-- Opening Marker --

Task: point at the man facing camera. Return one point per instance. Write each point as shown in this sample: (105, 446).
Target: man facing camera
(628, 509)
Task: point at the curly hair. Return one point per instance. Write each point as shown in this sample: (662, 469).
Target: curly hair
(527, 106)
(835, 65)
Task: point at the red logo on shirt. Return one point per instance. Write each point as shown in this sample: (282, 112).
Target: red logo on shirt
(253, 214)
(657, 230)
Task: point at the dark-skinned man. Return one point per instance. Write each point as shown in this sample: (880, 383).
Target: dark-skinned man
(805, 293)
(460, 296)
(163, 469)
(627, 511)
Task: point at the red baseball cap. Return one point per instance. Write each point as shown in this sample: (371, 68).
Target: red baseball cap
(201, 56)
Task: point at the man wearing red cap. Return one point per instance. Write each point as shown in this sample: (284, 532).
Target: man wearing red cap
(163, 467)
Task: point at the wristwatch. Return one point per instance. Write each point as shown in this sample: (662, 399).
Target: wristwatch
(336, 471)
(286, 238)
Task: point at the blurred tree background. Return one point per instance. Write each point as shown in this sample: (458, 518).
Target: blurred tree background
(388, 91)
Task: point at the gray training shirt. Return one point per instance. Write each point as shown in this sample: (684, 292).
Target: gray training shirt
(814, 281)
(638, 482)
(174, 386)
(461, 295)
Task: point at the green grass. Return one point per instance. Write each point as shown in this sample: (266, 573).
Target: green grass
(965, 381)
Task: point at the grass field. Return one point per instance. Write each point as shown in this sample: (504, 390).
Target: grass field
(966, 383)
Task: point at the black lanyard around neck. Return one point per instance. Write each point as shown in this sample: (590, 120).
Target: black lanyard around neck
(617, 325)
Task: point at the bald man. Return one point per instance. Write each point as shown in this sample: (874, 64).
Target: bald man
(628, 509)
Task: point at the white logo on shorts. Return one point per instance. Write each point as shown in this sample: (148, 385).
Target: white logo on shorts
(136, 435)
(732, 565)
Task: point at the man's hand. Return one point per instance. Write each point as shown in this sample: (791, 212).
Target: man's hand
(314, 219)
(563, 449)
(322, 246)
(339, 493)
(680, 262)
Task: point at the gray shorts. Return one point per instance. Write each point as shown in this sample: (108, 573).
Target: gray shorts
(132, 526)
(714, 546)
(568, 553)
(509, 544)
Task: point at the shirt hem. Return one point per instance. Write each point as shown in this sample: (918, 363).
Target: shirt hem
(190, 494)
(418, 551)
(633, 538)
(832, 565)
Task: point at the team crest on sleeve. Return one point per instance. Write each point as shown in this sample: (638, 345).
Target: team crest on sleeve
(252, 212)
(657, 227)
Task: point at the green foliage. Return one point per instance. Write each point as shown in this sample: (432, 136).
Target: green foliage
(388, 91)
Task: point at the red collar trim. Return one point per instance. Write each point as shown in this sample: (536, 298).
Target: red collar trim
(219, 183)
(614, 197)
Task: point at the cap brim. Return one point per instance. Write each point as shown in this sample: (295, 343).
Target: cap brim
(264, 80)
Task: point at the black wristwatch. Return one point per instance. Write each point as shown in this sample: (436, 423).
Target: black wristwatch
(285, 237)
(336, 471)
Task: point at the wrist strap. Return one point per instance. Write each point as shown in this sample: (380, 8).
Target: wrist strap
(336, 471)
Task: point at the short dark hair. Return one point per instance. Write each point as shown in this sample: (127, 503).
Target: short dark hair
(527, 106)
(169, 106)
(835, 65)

-- Closing Marker --

### WHAT YOU WILL DO
Once you have read the entries, reproduce each one exactly.

### ANSWER BOX
Task: point at the man facing camera. Return one point per instance. Write each point as shown in this sample: (105, 446).
Target: man facing camera
(628, 509)
Task: point at the curly hair. Return one point per instance. Write each point as shown in this sample: (662, 469).
Target: curly hair
(527, 106)
(835, 65)
Task: point at the red logo on shirt. Return one point per instance. Write each point as shown in this sample: (282, 112).
Target: red logo on shirt
(253, 214)
(657, 230)
Task: point at the dark-skinned man. Return one point per instance. Write each point as shown in this sample: (880, 383).
Target: dark-skinned man
(805, 293)
(460, 296)
(163, 469)
(627, 511)
Task: point at the red baseball cap. Return one point per instance. Write each point as shown in this sample: (371, 68).
Target: red baseball cap
(201, 56)
Task: point at the man wearing red cap. Return one point per instance. Write each point as shown in this sample: (284, 532).
Target: man wearing red cap
(163, 467)
Task: point at the wristwatch. Return one point per instance. Write each point as shown in this sample: (662, 399).
Target: wristwatch
(336, 471)
(286, 238)
Task: point at the blurred tree background. Return one point per instance. Write each point as shown in this sample: (458, 518).
Target: blurred tree background
(388, 91)
Task: point at the gray training shirt. Return one point per instance. Write each point as shown in this sample: (684, 292).
Target: gray training shirt
(814, 281)
(638, 482)
(174, 386)
(461, 295)
Task: point at the green grass. Return one point per instance. Write each point as shown in this sample: (266, 573).
Target: green grass
(965, 381)
Task: point at the grass field. Return one point per instance. Write each point as shown in this sample: (504, 390).
Target: grass field
(966, 383)
Task: point at the black lanyard around neck. Return one point per instance. Write each point as shown in this sample: (590, 120).
Target: black lanyard around neck
(617, 325)
Task: point at the bald man. Return one point per instance. Write each point as shown in this sample: (874, 64).
Target: bald man
(628, 509)
Task: point at the white logo on shorts. Return one point per instance. Write each point as shown in this sample: (148, 385).
Target: white logo on shorts
(136, 435)
(732, 565)
Task: point at the man's hand. Return one point per instance. Write each point as shown in this sample: (791, 212).
Target: man's hand
(314, 219)
(563, 449)
(322, 246)
(339, 493)
(680, 262)
Task: point at the gray shorts. Return one point per instance. Write each point as shown in this sample: (108, 573).
Target: gray shorts
(132, 526)
(714, 546)
(568, 553)
(509, 544)
Task: point at the shirt hem. Return one point per instance. Write each point as shown in this sample: (918, 363).
Target: shirt hem
(190, 494)
(418, 551)
(633, 538)
(832, 565)
Task: point at the team crest on sleeve. Return one point per instance. Write each point as shown in this sample: (638, 345).
Target: team crest on sleeve
(252, 212)
(657, 227)
Task: point at the green foliage. Return one point per instance. Write each point as shown in this sample: (432, 136).
Target: green foliage
(388, 91)
Task: point at the red collar trim. Return one point per instance. Write each point as shown in this sample: (536, 298).
Target: red collar trim
(219, 183)
(614, 197)
Task: point at the cap brim. Return one point per instance. Write each point as shown in this sample: (295, 343).
Target: cap brim
(264, 80)
Task: point at the black wristwatch. Return one point per instance. Write each point as shown in this sample: (436, 423).
Target: black wristwatch
(285, 237)
(336, 471)
Task: point at the wrist strap. Return one point per instance. Write each point as shown in this sample: (380, 8).
Target: wrist strap
(336, 471)
Task: point at the short dark hair. Return one point per instance. Write each point as shown in this sample: (127, 503).
Target: short dark hair
(527, 106)
(169, 106)
(835, 65)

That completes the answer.